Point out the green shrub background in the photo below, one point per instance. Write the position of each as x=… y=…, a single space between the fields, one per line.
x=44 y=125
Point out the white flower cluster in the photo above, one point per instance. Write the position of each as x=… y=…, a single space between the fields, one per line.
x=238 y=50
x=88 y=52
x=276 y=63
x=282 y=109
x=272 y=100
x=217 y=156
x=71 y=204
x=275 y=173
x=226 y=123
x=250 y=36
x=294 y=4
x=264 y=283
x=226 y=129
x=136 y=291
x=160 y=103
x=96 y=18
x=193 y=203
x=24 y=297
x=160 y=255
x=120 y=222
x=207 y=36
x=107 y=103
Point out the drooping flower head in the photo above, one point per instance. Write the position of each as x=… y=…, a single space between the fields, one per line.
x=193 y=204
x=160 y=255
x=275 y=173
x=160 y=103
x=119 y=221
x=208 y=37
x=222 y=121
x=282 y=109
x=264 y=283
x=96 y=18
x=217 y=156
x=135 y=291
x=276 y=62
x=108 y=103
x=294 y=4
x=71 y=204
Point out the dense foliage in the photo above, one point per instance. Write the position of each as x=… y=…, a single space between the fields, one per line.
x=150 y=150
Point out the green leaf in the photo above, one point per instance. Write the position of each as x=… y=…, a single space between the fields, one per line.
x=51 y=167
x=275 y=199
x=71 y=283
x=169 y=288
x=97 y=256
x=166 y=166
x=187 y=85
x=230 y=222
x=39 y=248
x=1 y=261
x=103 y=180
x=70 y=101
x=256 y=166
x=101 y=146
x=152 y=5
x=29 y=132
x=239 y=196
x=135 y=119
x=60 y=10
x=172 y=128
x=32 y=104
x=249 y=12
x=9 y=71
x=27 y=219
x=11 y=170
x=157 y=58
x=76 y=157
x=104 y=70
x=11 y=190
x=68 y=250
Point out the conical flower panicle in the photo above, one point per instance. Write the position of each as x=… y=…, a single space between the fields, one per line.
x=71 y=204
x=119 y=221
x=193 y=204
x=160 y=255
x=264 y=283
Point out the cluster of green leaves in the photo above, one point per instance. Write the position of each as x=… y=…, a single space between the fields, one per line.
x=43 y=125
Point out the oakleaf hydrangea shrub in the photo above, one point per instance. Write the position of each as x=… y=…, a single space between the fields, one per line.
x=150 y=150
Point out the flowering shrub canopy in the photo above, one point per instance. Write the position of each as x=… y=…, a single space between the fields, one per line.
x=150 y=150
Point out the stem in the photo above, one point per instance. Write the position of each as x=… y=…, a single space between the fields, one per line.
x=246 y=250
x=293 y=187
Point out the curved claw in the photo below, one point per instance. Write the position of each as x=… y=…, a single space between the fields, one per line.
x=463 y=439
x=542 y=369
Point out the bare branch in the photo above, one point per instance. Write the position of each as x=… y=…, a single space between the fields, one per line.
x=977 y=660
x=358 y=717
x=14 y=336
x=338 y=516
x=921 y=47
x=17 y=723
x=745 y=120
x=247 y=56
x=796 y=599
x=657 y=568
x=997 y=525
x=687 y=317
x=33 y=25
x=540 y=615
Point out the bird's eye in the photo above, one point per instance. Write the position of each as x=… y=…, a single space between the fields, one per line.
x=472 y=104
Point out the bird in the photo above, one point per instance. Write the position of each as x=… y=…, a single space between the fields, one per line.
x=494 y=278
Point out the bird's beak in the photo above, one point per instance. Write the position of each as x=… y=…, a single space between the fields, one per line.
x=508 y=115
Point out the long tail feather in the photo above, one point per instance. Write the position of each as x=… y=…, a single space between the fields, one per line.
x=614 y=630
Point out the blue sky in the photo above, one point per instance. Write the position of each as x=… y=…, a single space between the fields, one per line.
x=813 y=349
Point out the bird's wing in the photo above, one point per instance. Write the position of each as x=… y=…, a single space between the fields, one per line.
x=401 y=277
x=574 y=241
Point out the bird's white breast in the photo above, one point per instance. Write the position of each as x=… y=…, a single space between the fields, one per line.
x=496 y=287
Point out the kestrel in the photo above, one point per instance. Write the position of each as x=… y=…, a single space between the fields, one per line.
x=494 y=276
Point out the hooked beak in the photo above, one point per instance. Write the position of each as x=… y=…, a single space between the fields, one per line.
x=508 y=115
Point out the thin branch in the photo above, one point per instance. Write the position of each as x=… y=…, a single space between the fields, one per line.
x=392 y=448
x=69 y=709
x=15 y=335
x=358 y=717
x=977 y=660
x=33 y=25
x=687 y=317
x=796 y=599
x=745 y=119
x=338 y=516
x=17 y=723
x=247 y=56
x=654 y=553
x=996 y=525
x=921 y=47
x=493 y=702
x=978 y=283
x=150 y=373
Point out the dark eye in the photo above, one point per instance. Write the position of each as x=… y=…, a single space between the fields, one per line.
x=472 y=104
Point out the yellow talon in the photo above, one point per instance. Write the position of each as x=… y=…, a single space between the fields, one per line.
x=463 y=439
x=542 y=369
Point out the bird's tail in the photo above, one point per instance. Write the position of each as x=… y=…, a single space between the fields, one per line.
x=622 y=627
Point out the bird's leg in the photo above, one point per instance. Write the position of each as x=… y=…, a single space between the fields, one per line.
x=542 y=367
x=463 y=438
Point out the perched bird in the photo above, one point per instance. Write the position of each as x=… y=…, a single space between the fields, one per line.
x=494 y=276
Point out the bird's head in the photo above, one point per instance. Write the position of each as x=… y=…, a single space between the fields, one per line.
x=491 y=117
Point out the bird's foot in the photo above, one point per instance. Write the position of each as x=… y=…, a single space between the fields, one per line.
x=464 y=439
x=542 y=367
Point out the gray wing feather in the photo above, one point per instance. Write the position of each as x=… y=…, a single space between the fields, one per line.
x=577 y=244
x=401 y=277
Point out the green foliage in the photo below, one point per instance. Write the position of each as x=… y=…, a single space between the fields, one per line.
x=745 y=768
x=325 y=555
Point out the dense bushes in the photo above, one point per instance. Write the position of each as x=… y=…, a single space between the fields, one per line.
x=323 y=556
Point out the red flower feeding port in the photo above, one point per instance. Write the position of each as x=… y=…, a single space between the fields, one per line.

--------------------------------

Reproduce the entire listing above line for line, changing nothing.

Point out the green shrub background in the photo below, one point per instance. Write the position of each as x=… y=…, a single space between the fields, one per line.
x=44 y=125
Point out the white flower cluster in the photo above, one point per instance. Write the position of each as x=… y=…, a single space between the fields, one per line.
x=238 y=50
x=88 y=52
x=276 y=63
x=282 y=109
x=272 y=100
x=217 y=156
x=71 y=204
x=275 y=173
x=226 y=123
x=250 y=36
x=294 y=4
x=264 y=283
x=226 y=129
x=136 y=291
x=160 y=103
x=96 y=18
x=193 y=203
x=24 y=297
x=160 y=255
x=120 y=222
x=207 y=36
x=107 y=103
Point out the drooping flower head in the photo above, one point per instance. Write the position of each as x=… y=…, a single space between the fields, one per line.
x=193 y=204
x=160 y=255
x=275 y=173
x=160 y=103
x=119 y=221
x=208 y=37
x=222 y=121
x=282 y=109
x=264 y=283
x=96 y=18
x=217 y=156
x=135 y=291
x=276 y=62
x=108 y=103
x=294 y=4
x=71 y=204
Point out the dense foliage in the photo above, one point per instance. Write the position of each as x=… y=…, a single space between the fields, one per line.
x=150 y=150
Point out the green leaf in the photo above, one point per instance. Write the position of each as x=… y=…, a single space between the fields, one per line.
x=51 y=167
x=275 y=199
x=71 y=283
x=169 y=288
x=97 y=256
x=166 y=166
x=187 y=85
x=230 y=222
x=39 y=248
x=1 y=261
x=103 y=180
x=70 y=101
x=256 y=166
x=101 y=146
x=152 y=5
x=29 y=132
x=239 y=196
x=135 y=119
x=60 y=10
x=172 y=128
x=32 y=104
x=249 y=12
x=9 y=71
x=27 y=219
x=11 y=170
x=157 y=58
x=76 y=157
x=104 y=70
x=11 y=190
x=68 y=250
Point out the conical flower panicle in the photo above, one point per instance. Write the position of each as x=… y=…, a single space between the fields, one per line.
x=71 y=204
x=119 y=221
x=193 y=204
x=160 y=255
x=264 y=283
Point out the cluster of green leaves in the photo above, one point per instance. Write the position of each as x=… y=…, a single space between the fields, one per line.
x=43 y=125
Point out the oakleaf hydrangea shrub in the photo above, one point per instance. Write the position of each as x=… y=…, a single space between the fields, one per line.
x=150 y=150
Point out the flowering shrub canopy in the photo above, one point per instance. Write the position of each as x=… y=…, a single space between the fields, one per line.
x=150 y=150
Point out the stem in the photo above, one point per instance. Write the position of each as x=… y=…, a single space between the fields, one per line.
x=246 y=250
x=293 y=187
Point out the curved claw in the photo below, one point per instance. Write the position of each as x=… y=…, a single space between the fields, one per line.
x=463 y=439
x=542 y=369
Point out the bare branch in the photo above, one point per instance. Write the position of each as x=… y=…, a single space between the fields, one per line.
x=977 y=660
x=358 y=717
x=14 y=336
x=338 y=516
x=921 y=47
x=17 y=723
x=745 y=120
x=247 y=56
x=796 y=599
x=657 y=568
x=997 y=525
x=687 y=317
x=33 y=25
x=540 y=615
Point out the bird's eye in the photo above, one point per instance. Write the position of each as x=… y=…, a single space between the fields, one per line.
x=472 y=104
Point out the bird in the photo above, one point per instance. Write the position of each as x=… y=…, a single space between the fields, one per line.
x=494 y=278
Point out the bird's beak in the photo above, one point per instance. Write the position of each as x=… y=…, a single space between the fields, one per line.
x=508 y=115
Point out the long tail feather in the photo above, one point per instance. Write the position of each as x=… y=…, a single space between the fields, one per line.
x=614 y=630
Point out the blue sky in the photo above, one point per instance. Write the position of each as x=… y=…, a single space between the fields, one per line.
x=813 y=349
Point out the bird's wing in the photo above, one point per instance. Write the position of each as x=… y=…, a single space between the fields, one per line.
x=401 y=277
x=574 y=241
Point out the bird's white breast in the photo above, one point per instance. Write the position of each as x=… y=…, a single space between the fields, one per line.
x=496 y=287
Point out the kestrel in the photo above, one point per instance. Write the position of each as x=… y=…, a single space between the fields, one per line.
x=494 y=276
Point out the hooked beak in the photo above, one point per instance. Write the position of each as x=… y=…, a single space between the fields, one per line.
x=508 y=115
Point out the thin branch in the photo above, one point per instance. Write the position of each as x=… y=…, a single space between the fields, one per line.
x=392 y=448
x=69 y=709
x=15 y=335
x=358 y=717
x=977 y=660
x=33 y=25
x=687 y=317
x=796 y=599
x=745 y=119
x=338 y=516
x=17 y=723
x=247 y=56
x=654 y=553
x=996 y=525
x=921 y=47
x=493 y=702
x=978 y=283
x=150 y=373
Point out the dark eye in the photo above, one point per instance. Write the position of each as x=… y=…, a single space between the fields, one per line.
x=472 y=104
Point out the yellow talon in the photo above, one point per instance. Write the position of each as x=… y=…, a single space between the fields, one per line.
x=463 y=439
x=542 y=369
Point out the bird's tail in the photo above, one point per instance. Write the position of each as x=… y=…, a single space between the fields, one per line.
x=622 y=627
Point out the bird's leg in the photo above, one point per instance. Write the position of each as x=… y=…, a single space between the fields, one per line.
x=542 y=367
x=463 y=438
Point out the perched bird in the photo above, one point per instance. Write the position of each as x=… y=…, a single space between the fields, one per line.
x=494 y=276
Point out the bird's head in the photo above, one point per instance. Write the position of each as x=… y=…, a single space between the fields, one per line.
x=491 y=117
Point out the bird's foot in the photo above, one point per instance. Write the position of each as x=… y=…, a single space between the fields, one per line.
x=464 y=439
x=542 y=367
Point out the gray wing feather in the photo above, one point per instance. Write the position of each as x=… y=…, a single space between the fields, one per line.
x=577 y=244
x=401 y=277
Point out the green foliage in the photo below, one point per instance. Write the position of each as x=… y=…, a single space between the fields, one per line.
x=745 y=768
x=325 y=555
Point out the dense bushes in the photo above, one point per instance. Write the position of each as x=… y=…, a single space between the fields, one per line.
x=323 y=556
Point out the red flower feeding port in the photo above, one point per instance. Write the position of each as x=… y=…, a single space between the fields, one per line.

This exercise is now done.